- **SOURCE EXTRACT**
+ + + + +

Most of the code is packed into classes. The workflow is build on top of scikitlean Pipelines. For the in-depth description of the pipeline read Cross-Species paper.
Yspecies package has the following modules:
- dataset - ExpressionDataset class to handle cross-species samples, genes, species metadata and expressions
- partition - classes required for sci-kit-learn pipeline starting from ExpressionDataset going to SortedStratification
- helpers - auxiliary methods
- preprocess - classes for preprocessing steps of the cross-species pipeline
- config - project-specific config values (for example, folder locations)
- tuning - classes for hyperparametric optimization
- workflow - general classes with advanced scikit-learn workflow building blocks
- models - cross-validation models and metrics
- selection - LightGBM and SHAP-based feature selection
- explanations - FeatureSelection results, plots and auxiliary methods to explor them
- utils - various utility functions and classes
- workflow - helper classes required to reproduce pipelines in the paper
The code in yspecies folder is a conda package that is used inside notebooks. There is also an option to use a conda version of the package
One of the key classes is ExpressionDataset class:
e = ExpressionDataset("5_tissues", expressions, genes, samples)
e
It allows indexing by genes:
e[["ENSG00000073921", "ENSG00000139687"]]
#or
e.by_genes[["ENSG00000073921", "ENSG00000139687"]]
By samples:
e.by_samples[["SRR2308103","SRR1981979"]]
Both:
e[["ENSG00000073921", "ENSG00000139687"],["SRR2308103","SRR1981979"]]
ExpressionDataset class has by_genes and by_samples properties which allow indexing and filtering. For instance filtering only blood tissue:
e.by_samples.filter(lambda s: s["tissue"]=="Blood")

+ + + + +

- **SET OF TASKS**
[a] In the yspecies package description, which module provides LightGBM and SHAP-based feature selection?
[b] Rewrite the yspecies package description starting with "- tuning - classes" and going on through "expressions, genes, samples)", substituting "XGBoost" for "LightGBM".
[c] Continue the yspecies package description from the point where it stops.

Recorded data
+ + + + +

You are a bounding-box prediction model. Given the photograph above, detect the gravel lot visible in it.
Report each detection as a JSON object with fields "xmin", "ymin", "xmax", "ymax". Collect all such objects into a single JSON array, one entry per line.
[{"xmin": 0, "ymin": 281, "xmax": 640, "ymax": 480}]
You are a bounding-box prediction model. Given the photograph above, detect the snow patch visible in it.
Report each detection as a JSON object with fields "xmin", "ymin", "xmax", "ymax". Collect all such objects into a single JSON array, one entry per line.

+ + + + +

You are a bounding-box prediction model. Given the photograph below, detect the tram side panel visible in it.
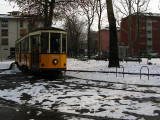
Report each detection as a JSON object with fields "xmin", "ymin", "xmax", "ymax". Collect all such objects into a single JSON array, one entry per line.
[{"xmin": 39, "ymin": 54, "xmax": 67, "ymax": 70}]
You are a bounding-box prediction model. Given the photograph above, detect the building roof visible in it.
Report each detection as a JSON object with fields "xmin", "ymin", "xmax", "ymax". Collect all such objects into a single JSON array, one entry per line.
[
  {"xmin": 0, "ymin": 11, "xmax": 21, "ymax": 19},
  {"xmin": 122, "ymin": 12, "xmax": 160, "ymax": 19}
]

+ + + + +

- **RESPONSES FOR EACH TASK**
[a] The selection module.

[b]
- tuning - classes for hyperparametric optimization
- workflow - general classes with advanced scikit-learn workflow building blocks
- models - cross-validation models and metrics
- selection - XGBoost and SHAP-based feature selection
- explanations - FeatureSelection results, plots and auxiliary methods to explor them
- utils - various utility functions and classes
- workflow - helper classes required to reproduce pipelines in the paper
The code in yspecies folder is a conda package that is used inside notebooks. There is also an option to use a conda version of the package
One of the key classes is ExpressionDataset class:
e = ExpressionDataset("5_tissues", expressions, genes, samples)

[c]
The class is also Jupyter-friendly with repr_html() method implemented
Key logic from the start until partitioning of the data according to sorted stratification
Classes with data:
- FeatureSelection - specifies which fields we want to select from ExpressionDataset's species, samples, genes
- EncodedFeatures - class responsible for encoding of categorical features
- ExpressionPartitions - data class with results of partitioning
Transformers:
- DataExtractor - transformer that get ExpressionDataset and extracts data from it according to FeatureSelection instruction
- DataPartitioner - transformer that does sorted stratification
This module is responsible for ShapBased selection
Classes with data:
- Fold - results of one Fold
Auxilary classes:
- ModelFactory - used by ShapSelector to initialize the model
- Metrics - helper methods to deal with metrics
Transformers:
- ShapSelector - key transformer that does the learning
Module that contains final results
- FeatureResults is a key class that contains selected features, folds as well as auxiliary methods to plot and investigate results
Here we list workarounds for some typical problems connected with running the repository:
- error trying to exec 'cc1plus': exe: No such file or directory
Such error emerges when g is not installed: The workaround is simple:
sudo apt install g
-
Failures to download the files: if one or more files were not downloaded, re-run dvc pull again!
-
Windows and MAC-specific errors.
Even though yspecies seems to work on MAC and windows, we used Linux as our main operating system and did not test it thoroughly on Windows and Mac, so feel free to report any issues with them.